Goal of the exercise.
Pull out every line of the records that contains the string "planter", and copy each one in full. Case counts.

## Start Materials provided

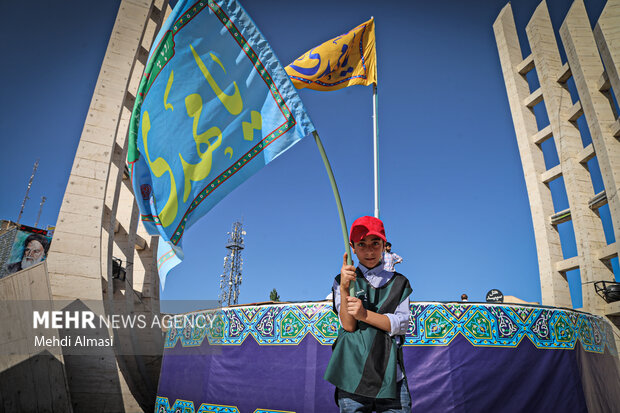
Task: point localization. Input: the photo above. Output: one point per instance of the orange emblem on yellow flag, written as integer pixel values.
(346, 60)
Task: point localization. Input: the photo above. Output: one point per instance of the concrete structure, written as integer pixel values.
(98, 220)
(593, 78)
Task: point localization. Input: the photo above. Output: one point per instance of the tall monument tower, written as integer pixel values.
(231, 278)
(593, 63)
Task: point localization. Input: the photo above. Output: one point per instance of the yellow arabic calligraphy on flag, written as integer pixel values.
(346, 60)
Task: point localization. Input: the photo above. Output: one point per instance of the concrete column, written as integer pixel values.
(587, 69)
(607, 35)
(588, 227)
(554, 285)
(95, 200)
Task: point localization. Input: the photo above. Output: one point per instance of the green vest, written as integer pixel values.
(364, 361)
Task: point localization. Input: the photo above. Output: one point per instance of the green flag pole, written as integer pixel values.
(343, 222)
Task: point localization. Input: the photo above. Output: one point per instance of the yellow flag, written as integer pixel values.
(346, 60)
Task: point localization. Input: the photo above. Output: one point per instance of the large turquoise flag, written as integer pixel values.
(213, 107)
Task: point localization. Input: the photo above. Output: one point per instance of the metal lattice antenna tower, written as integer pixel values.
(34, 171)
(233, 264)
(43, 199)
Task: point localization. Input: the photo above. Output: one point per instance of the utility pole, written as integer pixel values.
(43, 199)
(34, 171)
(231, 278)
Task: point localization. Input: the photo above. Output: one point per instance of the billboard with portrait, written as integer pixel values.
(29, 248)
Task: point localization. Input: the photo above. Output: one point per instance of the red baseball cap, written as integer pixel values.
(364, 226)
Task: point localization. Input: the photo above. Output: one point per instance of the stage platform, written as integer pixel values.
(459, 357)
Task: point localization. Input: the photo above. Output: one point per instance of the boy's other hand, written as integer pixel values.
(355, 308)
(347, 273)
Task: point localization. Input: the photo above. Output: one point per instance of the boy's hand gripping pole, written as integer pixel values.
(343, 223)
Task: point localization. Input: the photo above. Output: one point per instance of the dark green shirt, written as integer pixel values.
(365, 361)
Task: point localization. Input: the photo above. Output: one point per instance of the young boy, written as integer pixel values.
(367, 362)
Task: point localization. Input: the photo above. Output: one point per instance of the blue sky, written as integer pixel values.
(453, 196)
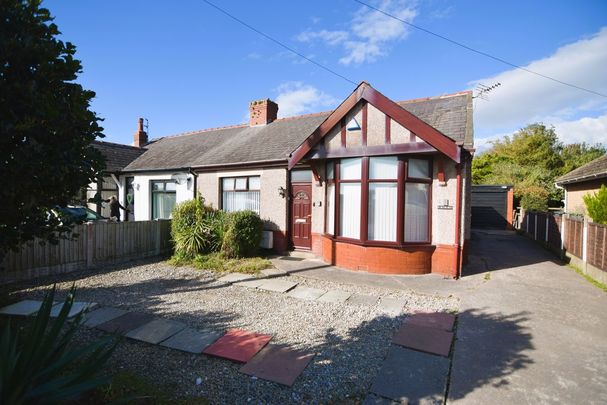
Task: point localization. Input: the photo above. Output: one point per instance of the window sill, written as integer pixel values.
(393, 245)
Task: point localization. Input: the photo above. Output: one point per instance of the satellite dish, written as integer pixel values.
(179, 178)
(353, 125)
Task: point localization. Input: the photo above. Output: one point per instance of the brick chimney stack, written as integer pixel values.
(262, 112)
(141, 137)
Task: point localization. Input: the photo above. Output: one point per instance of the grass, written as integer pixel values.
(128, 387)
(218, 263)
(597, 284)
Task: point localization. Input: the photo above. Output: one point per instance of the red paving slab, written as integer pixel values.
(238, 345)
(278, 363)
(424, 339)
(438, 320)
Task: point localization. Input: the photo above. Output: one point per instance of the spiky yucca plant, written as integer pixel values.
(39, 364)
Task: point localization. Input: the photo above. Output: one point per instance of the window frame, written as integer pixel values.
(401, 180)
(247, 189)
(152, 192)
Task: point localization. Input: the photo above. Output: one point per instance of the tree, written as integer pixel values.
(596, 205)
(531, 160)
(46, 126)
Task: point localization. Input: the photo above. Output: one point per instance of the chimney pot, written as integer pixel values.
(141, 137)
(262, 112)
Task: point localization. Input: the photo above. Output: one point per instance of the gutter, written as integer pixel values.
(178, 169)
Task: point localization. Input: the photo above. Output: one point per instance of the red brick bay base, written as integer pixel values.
(384, 260)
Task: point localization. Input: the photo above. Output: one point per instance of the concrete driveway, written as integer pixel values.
(530, 330)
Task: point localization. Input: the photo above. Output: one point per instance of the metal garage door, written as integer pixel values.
(490, 207)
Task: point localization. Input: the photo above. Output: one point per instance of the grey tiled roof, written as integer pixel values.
(595, 169)
(117, 156)
(452, 115)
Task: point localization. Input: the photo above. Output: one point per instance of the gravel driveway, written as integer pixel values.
(350, 341)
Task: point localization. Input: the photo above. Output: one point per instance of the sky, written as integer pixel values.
(185, 66)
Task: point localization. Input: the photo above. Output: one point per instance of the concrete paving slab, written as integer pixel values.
(101, 315)
(77, 307)
(235, 277)
(306, 293)
(438, 320)
(156, 331)
(373, 399)
(273, 272)
(238, 345)
(429, 340)
(362, 299)
(126, 322)
(251, 283)
(335, 296)
(22, 308)
(392, 306)
(192, 340)
(277, 285)
(412, 377)
(278, 363)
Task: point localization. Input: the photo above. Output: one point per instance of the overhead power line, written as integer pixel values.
(479, 52)
(288, 48)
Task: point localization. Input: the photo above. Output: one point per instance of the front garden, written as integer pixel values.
(211, 239)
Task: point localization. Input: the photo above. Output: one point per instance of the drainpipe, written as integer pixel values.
(458, 214)
(195, 180)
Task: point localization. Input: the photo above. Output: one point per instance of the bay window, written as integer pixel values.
(240, 193)
(381, 200)
(349, 197)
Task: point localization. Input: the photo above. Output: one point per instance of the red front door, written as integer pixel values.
(301, 215)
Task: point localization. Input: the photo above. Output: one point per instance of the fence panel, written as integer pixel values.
(574, 235)
(96, 244)
(597, 238)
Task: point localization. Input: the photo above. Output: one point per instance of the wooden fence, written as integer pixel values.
(574, 237)
(97, 244)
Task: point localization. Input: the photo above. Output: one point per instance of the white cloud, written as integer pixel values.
(370, 32)
(295, 98)
(524, 98)
(330, 37)
(589, 130)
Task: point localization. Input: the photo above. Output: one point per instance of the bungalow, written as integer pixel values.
(117, 157)
(373, 185)
(584, 180)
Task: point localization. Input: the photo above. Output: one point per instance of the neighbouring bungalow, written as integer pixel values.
(374, 185)
(584, 180)
(117, 157)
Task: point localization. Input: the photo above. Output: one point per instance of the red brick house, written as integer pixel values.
(374, 185)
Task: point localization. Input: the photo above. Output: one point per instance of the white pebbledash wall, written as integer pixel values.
(143, 194)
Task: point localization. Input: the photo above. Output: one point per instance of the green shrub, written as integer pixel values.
(39, 363)
(242, 234)
(192, 228)
(219, 263)
(596, 205)
(534, 199)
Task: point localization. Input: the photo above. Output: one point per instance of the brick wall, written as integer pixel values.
(411, 260)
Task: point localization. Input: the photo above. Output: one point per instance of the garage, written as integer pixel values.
(492, 206)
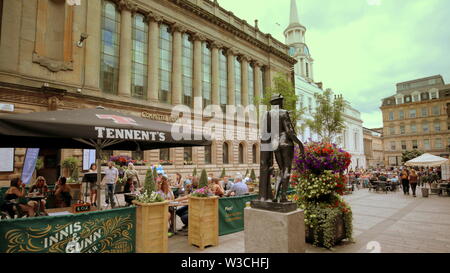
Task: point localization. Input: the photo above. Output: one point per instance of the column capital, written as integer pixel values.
(217, 45)
(127, 5)
(199, 37)
(152, 16)
(177, 27)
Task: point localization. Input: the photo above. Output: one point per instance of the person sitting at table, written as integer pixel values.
(15, 196)
(40, 187)
(62, 193)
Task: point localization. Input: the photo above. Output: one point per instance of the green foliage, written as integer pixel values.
(150, 184)
(327, 120)
(408, 155)
(71, 163)
(203, 179)
(253, 175)
(286, 89)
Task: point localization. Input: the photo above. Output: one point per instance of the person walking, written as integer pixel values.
(405, 181)
(413, 179)
(111, 178)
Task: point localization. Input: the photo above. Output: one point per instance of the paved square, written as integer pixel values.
(392, 223)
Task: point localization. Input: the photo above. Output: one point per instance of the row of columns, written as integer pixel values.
(125, 62)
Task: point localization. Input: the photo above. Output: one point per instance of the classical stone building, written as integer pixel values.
(417, 117)
(373, 148)
(140, 57)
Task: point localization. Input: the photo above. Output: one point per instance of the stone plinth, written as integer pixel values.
(274, 232)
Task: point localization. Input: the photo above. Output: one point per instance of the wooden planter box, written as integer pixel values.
(151, 227)
(203, 221)
(339, 232)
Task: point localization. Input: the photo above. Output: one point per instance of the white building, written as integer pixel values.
(305, 87)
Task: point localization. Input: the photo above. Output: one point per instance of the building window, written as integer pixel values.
(413, 128)
(164, 155)
(426, 144)
(436, 111)
(208, 154)
(188, 66)
(223, 86)
(424, 112)
(393, 148)
(254, 153)
(109, 66)
(206, 72)
(438, 143)
(165, 64)
(241, 153)
(140, 48)
(237, 81)
(403, 145)
(391, 115)
(251, 85)
(425, 127)
(187, 156)
(225, 153)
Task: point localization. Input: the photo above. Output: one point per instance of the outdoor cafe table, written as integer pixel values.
(174, 205)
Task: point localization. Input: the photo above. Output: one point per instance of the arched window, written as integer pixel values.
(140, 49)
(225, 153)
(188, 66)
(241, 153)
(165, 64)
(254, 153)
(206, 72)
(237, 81)
(223, 84)
(109, 65)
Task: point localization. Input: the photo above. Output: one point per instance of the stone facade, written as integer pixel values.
(43, 67)
(417, 117)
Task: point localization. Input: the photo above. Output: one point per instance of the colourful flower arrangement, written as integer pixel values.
(321, 156)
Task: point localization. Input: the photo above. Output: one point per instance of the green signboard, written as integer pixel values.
(111, 231)
(231, 213)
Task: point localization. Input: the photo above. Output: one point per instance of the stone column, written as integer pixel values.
(177, 30)
(257, 79)
(244, 86)
(198, 87)
(230, 55)
(153, 56)
(125, 48)
(215, 73)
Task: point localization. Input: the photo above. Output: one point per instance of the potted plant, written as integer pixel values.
(203, 216)
(320, 183)
(152, 213)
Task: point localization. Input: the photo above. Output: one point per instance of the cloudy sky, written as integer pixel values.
(362, 48)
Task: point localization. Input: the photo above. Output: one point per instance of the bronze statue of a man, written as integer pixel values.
(278, 138)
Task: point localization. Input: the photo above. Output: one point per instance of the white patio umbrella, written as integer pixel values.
(427, 160)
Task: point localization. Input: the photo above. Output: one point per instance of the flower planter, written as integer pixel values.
(203, 221)
(151, 227)
(339, 232)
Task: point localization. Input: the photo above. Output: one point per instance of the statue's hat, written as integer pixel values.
(276, 97)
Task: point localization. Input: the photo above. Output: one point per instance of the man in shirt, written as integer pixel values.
(239, 187)
(111, 178)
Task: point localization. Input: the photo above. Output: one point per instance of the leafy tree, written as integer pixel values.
(150, 184)
(328, 119)
(203, 179)
(408, 155)
(286, 89)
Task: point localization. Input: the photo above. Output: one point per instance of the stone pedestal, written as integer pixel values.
(274, 232)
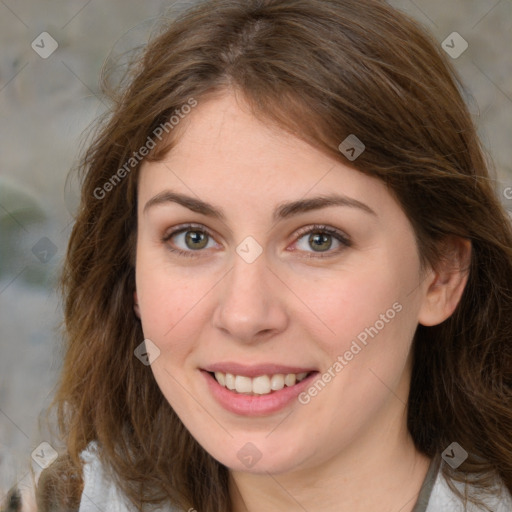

## End Materials provided

Final answer.
Task: point localization. Input: the photo above. Output: one point per instance of the wooden planter box, written as integer pixel values.
Task: point localization. Input: the photo above. Output: one point per instance of the flower planter, written as integer pixel values.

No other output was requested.